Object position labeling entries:
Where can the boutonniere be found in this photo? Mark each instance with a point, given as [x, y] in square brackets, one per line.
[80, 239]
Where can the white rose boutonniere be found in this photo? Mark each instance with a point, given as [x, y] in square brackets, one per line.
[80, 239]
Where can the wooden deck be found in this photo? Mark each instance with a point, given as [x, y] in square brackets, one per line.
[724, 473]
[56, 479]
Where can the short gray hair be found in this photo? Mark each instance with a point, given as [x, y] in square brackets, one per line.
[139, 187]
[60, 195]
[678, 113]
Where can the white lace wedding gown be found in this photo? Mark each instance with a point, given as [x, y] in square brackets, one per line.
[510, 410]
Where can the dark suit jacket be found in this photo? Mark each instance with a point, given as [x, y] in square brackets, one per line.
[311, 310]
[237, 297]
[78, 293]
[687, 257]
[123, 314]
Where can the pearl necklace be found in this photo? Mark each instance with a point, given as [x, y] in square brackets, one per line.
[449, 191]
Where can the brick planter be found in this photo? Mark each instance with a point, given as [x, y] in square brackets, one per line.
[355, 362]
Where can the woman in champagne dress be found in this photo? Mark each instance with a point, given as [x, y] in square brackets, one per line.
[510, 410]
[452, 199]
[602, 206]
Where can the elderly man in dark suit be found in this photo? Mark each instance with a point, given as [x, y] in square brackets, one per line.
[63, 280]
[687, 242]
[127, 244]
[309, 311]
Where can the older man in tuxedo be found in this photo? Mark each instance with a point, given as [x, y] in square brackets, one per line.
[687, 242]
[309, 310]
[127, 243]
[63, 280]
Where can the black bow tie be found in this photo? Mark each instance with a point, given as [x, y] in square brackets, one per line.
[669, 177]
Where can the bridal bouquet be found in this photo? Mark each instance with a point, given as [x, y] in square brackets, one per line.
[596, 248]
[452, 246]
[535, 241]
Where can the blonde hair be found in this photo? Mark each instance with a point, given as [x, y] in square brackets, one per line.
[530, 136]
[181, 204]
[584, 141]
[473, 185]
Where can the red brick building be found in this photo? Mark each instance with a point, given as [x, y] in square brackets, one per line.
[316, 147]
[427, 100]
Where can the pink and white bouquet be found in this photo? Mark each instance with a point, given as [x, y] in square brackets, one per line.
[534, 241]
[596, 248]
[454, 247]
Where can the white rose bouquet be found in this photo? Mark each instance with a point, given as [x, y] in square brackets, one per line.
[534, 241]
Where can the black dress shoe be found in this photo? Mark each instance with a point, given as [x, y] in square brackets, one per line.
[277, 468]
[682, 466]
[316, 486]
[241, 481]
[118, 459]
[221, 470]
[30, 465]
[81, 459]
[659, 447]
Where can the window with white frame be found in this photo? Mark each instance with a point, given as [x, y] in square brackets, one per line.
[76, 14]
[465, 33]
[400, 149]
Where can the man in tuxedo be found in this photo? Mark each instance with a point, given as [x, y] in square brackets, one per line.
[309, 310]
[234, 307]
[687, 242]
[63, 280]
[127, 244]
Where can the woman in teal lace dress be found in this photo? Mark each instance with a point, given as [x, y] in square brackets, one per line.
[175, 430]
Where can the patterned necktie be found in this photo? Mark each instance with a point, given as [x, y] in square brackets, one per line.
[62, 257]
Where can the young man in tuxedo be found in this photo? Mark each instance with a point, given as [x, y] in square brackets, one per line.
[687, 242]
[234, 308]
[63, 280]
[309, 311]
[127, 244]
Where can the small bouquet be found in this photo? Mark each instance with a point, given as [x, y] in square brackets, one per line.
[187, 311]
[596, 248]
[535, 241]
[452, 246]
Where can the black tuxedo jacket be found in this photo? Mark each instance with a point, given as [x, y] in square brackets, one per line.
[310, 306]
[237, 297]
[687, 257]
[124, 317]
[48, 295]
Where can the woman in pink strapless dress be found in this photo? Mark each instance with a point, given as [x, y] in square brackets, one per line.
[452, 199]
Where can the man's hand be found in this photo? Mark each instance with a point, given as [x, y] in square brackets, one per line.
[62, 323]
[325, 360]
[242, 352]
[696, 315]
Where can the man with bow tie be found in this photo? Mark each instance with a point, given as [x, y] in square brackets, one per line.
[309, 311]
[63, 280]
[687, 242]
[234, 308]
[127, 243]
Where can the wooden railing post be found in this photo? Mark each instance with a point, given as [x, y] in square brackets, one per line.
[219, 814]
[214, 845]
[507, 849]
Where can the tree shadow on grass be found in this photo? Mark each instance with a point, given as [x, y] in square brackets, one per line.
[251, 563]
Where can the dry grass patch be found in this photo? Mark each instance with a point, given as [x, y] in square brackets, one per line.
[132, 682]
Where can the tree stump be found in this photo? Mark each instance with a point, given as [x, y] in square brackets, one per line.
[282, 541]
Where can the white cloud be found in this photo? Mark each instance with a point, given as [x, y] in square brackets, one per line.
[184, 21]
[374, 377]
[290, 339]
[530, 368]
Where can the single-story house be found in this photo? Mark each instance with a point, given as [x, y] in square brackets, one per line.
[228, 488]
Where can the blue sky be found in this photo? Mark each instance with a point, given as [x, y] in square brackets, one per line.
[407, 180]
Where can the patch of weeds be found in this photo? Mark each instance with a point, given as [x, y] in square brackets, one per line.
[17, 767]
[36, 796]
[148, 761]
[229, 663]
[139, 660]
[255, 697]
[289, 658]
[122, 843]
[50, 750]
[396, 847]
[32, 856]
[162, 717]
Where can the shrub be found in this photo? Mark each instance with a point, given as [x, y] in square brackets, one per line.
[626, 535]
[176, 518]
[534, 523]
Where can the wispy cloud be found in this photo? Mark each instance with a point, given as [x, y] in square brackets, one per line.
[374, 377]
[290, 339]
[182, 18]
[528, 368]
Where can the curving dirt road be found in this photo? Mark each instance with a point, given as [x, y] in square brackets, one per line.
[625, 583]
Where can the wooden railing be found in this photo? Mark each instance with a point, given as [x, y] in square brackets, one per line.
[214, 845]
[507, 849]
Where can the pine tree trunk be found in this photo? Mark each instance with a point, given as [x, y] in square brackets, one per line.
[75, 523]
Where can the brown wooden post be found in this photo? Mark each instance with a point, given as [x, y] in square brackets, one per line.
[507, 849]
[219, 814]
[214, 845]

[WORK TO COMPLETE]
Each line from the one containing "Where can the wispy" through the end of the entries, both included, is to be returned exactly, with no other lines.

[SOLVED EXERCISE]
Where can the wispy cloud be found in this photo? Mark each instance with a point, given as [x, y] in square brackets, one per line.
[374, 377]
[290, 339]
[182, 18]
[528, 368]
Where can the curving dirt road be found in this photo? Mark each instance with a point, given as [x, y] in square brackets, one per line.
[625, 583]
Where can the wooden railing be found in this photo? Mark each instance with a point, given as [x, y] in square brackets, one per line.
[214, 845]
[507, 849]
Where can the pine tree trunk be found in this photo? Mark each instance with a point, given as [x, y] in square brackets, one per line.
[75, 523]
Where can the brown wooden post be found in this photo? Mark each instance with a point, given as [x, y] in square brackets, one per line.
[507, 849]
[219, 814]
[214, 845]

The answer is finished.